### Task
Find every line in the data that contains the word "child". Return each of those lines.

### Data for this exercise
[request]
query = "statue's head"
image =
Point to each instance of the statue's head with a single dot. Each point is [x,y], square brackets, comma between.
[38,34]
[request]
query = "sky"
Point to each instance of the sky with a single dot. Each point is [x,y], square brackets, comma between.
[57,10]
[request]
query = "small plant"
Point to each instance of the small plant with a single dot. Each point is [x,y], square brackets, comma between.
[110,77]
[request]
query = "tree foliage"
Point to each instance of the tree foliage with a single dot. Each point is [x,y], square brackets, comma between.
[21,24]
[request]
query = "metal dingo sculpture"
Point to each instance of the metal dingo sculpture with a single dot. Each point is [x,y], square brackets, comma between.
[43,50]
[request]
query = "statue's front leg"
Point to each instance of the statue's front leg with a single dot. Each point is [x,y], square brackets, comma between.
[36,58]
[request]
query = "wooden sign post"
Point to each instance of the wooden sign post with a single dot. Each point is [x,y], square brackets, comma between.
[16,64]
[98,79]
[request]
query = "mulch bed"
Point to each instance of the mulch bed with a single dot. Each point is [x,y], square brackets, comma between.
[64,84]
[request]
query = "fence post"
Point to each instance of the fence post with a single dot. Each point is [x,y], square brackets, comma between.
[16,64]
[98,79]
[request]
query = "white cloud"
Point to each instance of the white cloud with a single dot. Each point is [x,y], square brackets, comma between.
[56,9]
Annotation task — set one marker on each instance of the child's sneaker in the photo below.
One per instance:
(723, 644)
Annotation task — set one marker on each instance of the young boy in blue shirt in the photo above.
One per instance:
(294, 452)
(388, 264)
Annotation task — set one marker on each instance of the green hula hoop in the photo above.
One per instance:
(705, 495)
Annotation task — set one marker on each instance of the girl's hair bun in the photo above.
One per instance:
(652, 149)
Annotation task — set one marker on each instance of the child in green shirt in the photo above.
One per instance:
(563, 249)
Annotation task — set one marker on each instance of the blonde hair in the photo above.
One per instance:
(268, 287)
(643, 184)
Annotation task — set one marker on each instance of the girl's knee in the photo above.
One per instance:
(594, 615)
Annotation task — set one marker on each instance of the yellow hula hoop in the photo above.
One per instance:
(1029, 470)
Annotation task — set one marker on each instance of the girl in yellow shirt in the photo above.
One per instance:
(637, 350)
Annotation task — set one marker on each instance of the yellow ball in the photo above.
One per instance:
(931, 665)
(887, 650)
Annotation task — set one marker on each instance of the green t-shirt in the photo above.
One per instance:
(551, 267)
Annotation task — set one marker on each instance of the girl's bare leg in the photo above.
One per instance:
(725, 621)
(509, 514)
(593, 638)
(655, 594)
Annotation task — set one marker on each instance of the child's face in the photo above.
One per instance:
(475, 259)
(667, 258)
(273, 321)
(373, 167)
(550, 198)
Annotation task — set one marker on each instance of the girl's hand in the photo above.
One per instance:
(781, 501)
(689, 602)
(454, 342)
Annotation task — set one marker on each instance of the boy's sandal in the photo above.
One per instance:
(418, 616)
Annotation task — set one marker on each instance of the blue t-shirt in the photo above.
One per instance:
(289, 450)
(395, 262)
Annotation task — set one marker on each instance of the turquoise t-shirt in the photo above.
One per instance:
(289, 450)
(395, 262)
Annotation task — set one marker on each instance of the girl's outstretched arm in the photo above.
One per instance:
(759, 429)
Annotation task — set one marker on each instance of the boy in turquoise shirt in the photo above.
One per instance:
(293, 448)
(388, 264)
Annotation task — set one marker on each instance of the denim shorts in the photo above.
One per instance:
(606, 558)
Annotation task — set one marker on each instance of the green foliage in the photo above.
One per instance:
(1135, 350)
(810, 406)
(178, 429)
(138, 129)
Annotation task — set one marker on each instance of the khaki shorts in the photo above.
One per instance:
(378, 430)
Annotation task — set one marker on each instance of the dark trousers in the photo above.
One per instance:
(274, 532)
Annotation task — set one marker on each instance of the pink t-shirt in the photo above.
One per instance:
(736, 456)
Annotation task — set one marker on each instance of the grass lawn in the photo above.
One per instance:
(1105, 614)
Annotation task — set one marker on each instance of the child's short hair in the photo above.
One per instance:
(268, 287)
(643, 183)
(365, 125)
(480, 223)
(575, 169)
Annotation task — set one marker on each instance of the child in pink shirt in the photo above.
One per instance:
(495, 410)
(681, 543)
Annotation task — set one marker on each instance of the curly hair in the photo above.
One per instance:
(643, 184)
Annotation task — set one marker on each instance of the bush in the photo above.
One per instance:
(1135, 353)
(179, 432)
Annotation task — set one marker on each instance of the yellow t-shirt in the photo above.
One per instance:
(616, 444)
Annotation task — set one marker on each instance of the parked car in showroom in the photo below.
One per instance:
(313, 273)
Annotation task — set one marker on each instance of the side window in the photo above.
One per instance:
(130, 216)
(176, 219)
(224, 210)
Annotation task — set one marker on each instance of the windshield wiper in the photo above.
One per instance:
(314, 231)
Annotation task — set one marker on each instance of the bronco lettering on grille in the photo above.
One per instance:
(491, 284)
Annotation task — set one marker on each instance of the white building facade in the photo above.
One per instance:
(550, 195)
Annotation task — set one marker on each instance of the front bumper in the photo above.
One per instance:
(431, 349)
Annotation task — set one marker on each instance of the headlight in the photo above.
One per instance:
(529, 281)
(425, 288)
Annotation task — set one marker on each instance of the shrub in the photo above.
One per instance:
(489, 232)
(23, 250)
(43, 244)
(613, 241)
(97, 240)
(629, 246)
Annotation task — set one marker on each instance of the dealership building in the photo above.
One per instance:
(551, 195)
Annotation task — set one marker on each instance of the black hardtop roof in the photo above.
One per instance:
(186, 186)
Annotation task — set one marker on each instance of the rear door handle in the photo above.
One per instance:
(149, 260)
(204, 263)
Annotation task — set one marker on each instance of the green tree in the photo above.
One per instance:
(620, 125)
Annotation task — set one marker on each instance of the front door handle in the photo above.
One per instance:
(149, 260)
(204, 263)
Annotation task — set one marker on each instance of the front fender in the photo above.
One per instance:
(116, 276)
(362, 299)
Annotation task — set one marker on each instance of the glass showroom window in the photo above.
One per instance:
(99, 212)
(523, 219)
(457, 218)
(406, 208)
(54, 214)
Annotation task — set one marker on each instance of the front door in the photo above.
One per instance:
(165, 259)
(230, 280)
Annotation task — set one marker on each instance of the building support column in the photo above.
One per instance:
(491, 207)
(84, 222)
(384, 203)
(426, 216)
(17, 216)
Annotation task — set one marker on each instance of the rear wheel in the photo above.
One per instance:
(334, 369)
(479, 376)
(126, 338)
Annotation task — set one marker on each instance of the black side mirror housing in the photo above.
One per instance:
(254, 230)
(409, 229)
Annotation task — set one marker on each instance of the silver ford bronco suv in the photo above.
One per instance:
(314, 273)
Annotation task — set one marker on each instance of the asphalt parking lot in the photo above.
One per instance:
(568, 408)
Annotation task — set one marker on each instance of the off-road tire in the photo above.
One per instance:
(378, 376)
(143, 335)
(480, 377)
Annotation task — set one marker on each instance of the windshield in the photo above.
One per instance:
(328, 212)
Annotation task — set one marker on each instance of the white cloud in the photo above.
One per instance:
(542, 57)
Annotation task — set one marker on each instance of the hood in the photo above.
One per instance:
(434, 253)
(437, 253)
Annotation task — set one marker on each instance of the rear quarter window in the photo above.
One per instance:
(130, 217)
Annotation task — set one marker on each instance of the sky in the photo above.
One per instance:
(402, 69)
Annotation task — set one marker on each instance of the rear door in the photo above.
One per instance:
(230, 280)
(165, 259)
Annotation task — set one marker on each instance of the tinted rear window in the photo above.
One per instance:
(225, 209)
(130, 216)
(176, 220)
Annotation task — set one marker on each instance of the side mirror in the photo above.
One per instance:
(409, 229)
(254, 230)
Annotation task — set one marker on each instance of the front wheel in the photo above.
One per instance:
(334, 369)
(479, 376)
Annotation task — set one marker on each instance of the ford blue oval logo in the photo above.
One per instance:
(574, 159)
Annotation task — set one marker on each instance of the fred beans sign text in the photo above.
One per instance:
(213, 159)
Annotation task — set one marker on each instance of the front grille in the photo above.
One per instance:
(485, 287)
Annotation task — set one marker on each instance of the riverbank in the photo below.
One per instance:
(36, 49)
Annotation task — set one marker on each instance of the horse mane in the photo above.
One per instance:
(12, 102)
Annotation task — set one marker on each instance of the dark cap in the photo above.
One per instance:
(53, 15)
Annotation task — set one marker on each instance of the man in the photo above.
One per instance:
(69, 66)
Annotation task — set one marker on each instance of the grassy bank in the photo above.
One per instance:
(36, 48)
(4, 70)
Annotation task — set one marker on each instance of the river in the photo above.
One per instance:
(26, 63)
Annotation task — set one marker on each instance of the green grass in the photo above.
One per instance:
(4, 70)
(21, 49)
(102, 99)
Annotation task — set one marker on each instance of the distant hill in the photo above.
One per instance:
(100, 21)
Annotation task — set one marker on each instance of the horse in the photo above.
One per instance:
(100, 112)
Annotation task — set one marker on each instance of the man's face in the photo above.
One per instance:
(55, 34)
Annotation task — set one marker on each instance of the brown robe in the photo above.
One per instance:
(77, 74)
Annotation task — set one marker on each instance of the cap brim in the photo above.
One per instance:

### Result of this exercise
Annotation task — set one marker on each instance of the child's sneaker in the photo below.
Annotation task — set one marker on each instance of the child in green shirt in the photo above.
Annotation task — set one marker on each instance of the child's face in the photo above.
Annotation task — set one marker on each instance of the child's short hair in the photo above.
Annotation task — set one marker on each instance of the child in pink shirt in the photo above.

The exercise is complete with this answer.